*VORLIEGENDER TEXT*
Wenn es denn darum geht , wie in dem von @Eiwa empfohlenen Video beschrieben eine automatisierte und somit gute Selbstregulation zu befördern , so sollte man mit den Übungen dazu , tatsächlich in den frühesten Kinderjahren beginnen.

Quk hat geschrieben :
So 22. Okt 2023, 08:33
Ist Alkohol ein Emotionsregulator?

Um dazu auf den Emotionsregulator Alkohol zurück zu kommen ,womit mit diese Frage zugleich nach meiner Ansicht zugleich beantwortet wurde. In einer meinen frühesten Kindheitserinnerungen habe nach einer Feier , als ich völlig allein , frühmorgens den Tisch mit seinen alkoholischen Hinterlassenschaften erblickte, mich dazu entschlossen , die Reste in den Gläsern in einem Glas zusammen zu schütten. Um dann sogleich selbiges in einem Zug zu leeren. Was danach mit mir geschah , entzieht sich allerdings meiner Erinnerung. Ganz im Gegensatz zu meinen Eltern. Berichteten sie mir doch später., dass sie drauf und dran waren , den Arzt zu rufen . Wie dem auch sei. ..

*SO GEHT'S*
Geben Sie aus dem Text über Alkohol als Emotionsregulator den Abschnitt wörtlich wieder, der mit den Worten „Um dazu auf“ beginnt und mit „auch sei. ..“ endet. Die Zeilen stammen aus einer anderen Quelle als der Text.

*DATENSATZ*
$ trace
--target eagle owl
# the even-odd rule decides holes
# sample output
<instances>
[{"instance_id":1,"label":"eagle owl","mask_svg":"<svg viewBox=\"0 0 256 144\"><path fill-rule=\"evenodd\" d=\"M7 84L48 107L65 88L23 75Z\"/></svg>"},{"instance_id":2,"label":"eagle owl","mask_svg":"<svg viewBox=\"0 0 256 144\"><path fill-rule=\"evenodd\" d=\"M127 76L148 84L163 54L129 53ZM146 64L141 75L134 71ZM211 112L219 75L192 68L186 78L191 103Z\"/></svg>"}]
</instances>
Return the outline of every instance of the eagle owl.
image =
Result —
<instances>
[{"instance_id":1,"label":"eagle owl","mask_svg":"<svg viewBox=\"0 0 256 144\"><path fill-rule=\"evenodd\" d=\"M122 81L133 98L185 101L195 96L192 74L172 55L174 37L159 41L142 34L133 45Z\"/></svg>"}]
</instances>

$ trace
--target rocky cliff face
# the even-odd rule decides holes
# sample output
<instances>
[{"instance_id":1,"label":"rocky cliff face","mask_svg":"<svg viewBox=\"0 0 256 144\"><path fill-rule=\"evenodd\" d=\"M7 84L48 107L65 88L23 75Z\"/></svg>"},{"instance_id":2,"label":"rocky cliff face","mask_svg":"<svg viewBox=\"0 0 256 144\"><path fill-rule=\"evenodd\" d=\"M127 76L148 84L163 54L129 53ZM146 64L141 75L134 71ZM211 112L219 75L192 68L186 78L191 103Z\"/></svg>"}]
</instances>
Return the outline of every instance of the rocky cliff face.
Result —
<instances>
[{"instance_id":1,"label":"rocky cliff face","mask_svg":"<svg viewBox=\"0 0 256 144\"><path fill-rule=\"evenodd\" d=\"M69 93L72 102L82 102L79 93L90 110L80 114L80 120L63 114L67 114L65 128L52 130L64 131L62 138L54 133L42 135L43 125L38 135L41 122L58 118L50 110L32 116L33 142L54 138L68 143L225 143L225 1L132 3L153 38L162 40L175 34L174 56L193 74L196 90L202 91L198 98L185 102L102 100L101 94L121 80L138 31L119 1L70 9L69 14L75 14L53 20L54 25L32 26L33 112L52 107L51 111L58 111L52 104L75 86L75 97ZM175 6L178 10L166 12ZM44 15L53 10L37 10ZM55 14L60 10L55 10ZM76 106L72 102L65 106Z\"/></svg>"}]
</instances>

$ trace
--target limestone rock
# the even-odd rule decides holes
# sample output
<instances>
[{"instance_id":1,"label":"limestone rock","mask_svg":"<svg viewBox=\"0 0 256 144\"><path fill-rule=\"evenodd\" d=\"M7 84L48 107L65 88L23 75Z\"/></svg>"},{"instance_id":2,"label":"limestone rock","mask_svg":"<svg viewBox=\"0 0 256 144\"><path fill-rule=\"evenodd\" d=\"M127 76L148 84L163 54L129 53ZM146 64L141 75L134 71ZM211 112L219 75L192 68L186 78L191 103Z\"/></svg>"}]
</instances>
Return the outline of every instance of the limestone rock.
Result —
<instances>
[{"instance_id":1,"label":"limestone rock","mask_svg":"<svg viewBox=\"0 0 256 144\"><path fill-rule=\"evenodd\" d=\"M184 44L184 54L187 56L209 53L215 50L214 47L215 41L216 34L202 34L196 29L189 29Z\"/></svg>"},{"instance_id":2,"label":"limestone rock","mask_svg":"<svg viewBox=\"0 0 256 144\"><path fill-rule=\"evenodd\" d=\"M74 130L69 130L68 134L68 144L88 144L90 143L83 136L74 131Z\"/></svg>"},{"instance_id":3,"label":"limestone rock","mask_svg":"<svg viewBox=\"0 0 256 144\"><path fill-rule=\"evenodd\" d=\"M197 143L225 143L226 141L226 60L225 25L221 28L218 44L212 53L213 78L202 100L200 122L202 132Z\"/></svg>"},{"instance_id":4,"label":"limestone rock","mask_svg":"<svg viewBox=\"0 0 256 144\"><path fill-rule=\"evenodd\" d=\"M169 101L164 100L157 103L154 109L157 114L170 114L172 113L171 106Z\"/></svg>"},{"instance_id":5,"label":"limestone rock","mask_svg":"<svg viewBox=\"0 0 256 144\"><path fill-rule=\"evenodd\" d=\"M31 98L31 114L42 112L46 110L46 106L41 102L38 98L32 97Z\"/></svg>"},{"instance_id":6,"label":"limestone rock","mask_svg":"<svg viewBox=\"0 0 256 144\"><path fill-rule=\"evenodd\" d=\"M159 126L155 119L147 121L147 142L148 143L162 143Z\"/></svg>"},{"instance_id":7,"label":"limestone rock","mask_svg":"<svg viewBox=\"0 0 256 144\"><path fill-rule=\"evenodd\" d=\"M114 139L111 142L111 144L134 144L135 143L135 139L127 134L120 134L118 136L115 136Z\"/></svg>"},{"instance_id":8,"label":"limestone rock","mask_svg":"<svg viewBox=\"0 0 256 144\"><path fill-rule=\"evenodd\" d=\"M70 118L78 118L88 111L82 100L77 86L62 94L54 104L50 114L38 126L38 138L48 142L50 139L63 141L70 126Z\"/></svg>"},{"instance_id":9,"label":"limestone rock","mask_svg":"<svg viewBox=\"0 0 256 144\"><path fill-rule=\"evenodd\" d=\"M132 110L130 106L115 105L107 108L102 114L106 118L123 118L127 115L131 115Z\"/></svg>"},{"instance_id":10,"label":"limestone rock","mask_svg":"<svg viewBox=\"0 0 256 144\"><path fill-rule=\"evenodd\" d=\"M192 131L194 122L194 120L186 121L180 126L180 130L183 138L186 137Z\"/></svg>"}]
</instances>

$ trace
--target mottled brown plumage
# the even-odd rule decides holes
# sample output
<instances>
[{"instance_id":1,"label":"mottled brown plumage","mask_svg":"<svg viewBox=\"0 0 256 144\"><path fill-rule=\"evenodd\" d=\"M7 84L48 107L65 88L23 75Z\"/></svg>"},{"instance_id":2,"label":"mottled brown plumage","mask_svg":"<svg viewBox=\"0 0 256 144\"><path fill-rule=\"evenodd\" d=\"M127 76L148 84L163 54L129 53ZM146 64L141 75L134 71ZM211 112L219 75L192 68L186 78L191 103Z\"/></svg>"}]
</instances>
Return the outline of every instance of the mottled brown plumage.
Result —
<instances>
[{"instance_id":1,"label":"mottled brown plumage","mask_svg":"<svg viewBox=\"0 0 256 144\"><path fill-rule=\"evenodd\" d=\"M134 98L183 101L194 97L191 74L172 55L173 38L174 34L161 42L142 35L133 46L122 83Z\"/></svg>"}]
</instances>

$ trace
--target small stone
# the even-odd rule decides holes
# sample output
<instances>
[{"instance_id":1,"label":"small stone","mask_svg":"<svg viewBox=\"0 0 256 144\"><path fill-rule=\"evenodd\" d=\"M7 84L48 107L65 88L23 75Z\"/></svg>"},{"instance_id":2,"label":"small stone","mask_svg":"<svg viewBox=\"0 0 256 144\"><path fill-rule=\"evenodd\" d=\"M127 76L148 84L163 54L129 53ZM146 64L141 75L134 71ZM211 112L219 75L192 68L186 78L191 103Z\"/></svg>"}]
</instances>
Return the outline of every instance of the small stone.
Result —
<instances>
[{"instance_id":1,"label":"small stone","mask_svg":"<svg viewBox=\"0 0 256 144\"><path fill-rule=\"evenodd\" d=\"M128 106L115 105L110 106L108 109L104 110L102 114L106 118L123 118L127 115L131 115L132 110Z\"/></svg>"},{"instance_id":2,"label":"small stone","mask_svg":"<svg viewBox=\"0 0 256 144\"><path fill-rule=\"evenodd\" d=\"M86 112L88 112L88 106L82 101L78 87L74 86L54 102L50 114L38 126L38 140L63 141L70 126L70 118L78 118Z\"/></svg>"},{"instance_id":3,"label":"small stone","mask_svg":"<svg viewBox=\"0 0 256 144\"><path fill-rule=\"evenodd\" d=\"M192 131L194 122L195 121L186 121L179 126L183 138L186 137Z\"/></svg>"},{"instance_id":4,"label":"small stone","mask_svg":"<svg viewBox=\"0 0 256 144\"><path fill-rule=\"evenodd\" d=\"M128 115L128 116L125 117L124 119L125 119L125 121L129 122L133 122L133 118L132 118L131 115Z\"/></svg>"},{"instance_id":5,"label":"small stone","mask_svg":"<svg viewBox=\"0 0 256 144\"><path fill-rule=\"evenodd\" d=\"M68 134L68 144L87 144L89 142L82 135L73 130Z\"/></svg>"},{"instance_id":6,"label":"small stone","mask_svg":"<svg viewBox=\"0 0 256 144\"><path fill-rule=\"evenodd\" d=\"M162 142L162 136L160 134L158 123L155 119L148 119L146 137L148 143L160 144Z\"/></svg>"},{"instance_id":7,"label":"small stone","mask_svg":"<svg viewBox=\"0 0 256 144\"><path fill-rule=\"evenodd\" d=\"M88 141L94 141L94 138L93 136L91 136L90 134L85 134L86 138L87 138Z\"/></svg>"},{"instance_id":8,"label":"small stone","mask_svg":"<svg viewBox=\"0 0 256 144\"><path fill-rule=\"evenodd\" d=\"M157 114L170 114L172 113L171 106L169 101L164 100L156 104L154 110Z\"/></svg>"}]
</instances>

*ERGEBNIS*
Um dazu auf den Emotionsregulator Alkohol zurück zu kommen ,womit mit diese Frage zugleich nach meiner Ansicht zugleich beantwortet wurde. In einer meinen frühesten Kindheitserinnerungen habe nach einer Feier , als ich völlig allein , frühmorgens den Tisch mit seinen alkoholischen Hinterlassenschaften erblickte, mich dazu entschlossen , die Reste in den Gläsern in einem Glas zusammen zu schütten. Um dann sogleich selbiges in einem Zug zu leeren. Was danach mit mir geschah , entzieht sich allerdings meiner Erinnerung. Ganz im Gegensatz zu meinen Eltern. Berichteten sie mir doch später., dass sie drauf und dran waren , den Arzt zu rufen . Wie dem auch sei. ..